*** Data in this exercise ***

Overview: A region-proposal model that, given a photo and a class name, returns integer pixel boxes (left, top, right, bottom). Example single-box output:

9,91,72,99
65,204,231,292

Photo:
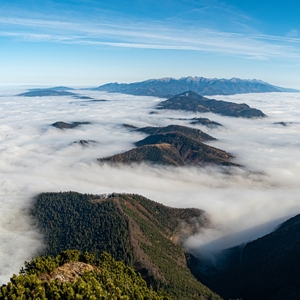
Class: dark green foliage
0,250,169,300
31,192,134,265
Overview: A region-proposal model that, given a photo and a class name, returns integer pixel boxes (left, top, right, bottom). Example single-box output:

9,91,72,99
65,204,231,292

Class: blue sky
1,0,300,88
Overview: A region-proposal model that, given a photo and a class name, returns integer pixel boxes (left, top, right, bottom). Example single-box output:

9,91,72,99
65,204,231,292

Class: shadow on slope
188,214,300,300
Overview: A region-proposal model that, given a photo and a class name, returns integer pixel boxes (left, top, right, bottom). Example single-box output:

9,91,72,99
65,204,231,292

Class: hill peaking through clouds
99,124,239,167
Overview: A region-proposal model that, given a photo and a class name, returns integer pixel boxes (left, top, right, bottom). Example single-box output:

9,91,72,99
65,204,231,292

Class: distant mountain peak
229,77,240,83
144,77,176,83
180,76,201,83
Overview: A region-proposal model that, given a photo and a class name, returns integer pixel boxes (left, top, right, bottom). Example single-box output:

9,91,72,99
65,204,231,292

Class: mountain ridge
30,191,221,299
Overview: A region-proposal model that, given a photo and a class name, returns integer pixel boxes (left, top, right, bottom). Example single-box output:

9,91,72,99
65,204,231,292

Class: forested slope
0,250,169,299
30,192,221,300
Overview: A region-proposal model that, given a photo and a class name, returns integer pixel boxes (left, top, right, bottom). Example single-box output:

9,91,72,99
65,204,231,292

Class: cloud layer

***
*** Data in this exercise ***

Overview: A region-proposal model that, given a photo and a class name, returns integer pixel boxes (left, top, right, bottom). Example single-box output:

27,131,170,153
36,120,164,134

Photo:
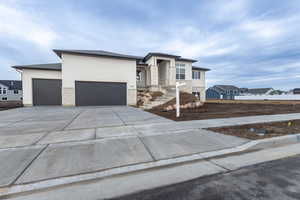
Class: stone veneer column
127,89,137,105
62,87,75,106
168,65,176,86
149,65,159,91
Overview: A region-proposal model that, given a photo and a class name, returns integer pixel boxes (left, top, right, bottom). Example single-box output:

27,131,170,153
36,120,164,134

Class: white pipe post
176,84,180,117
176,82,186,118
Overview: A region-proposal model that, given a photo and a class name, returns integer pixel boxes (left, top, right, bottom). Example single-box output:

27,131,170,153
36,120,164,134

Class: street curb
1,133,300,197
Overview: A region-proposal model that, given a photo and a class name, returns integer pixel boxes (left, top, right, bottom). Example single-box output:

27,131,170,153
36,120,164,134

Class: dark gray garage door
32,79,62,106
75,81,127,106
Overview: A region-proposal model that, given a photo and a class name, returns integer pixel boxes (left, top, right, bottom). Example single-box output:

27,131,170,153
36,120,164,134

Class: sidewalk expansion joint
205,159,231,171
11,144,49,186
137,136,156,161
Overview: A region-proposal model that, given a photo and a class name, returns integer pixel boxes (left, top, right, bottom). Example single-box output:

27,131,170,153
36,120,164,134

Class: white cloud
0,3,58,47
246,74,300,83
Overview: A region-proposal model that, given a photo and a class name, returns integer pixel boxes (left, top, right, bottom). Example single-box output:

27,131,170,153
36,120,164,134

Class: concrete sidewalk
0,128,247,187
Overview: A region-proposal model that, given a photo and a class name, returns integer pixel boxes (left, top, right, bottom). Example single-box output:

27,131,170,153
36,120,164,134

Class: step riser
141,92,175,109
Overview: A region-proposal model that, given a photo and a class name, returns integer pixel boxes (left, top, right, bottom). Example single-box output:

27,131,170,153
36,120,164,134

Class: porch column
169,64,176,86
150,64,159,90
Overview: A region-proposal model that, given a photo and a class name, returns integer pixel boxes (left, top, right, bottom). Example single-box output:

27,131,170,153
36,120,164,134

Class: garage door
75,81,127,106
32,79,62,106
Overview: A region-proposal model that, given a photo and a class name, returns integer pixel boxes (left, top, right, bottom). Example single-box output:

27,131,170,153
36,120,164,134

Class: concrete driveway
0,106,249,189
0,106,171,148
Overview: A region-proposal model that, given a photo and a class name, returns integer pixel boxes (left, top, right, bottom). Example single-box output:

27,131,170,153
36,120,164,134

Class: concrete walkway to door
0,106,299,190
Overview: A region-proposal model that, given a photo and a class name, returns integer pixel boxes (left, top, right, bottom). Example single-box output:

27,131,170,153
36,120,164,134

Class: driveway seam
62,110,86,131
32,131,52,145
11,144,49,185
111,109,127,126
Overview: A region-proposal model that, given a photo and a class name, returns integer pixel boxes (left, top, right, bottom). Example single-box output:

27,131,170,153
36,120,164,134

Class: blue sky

***

◆ Directions for this task ◆
Set down only the lines above that fall between the line holding "Class: forested slope" and the line holding "Class: cloud layer", inclusive, keeping each exact.

◆ Result of this task ◆
Class: forested slope
0,250,169,299
30,192,221,300
Overview: A region-proposal model that, given a photo and a class name, returns integer pixel boxes (left, top, right, bottom). Example single-box output:

9,91,72,99
65,204,231,292

Class: cloud layer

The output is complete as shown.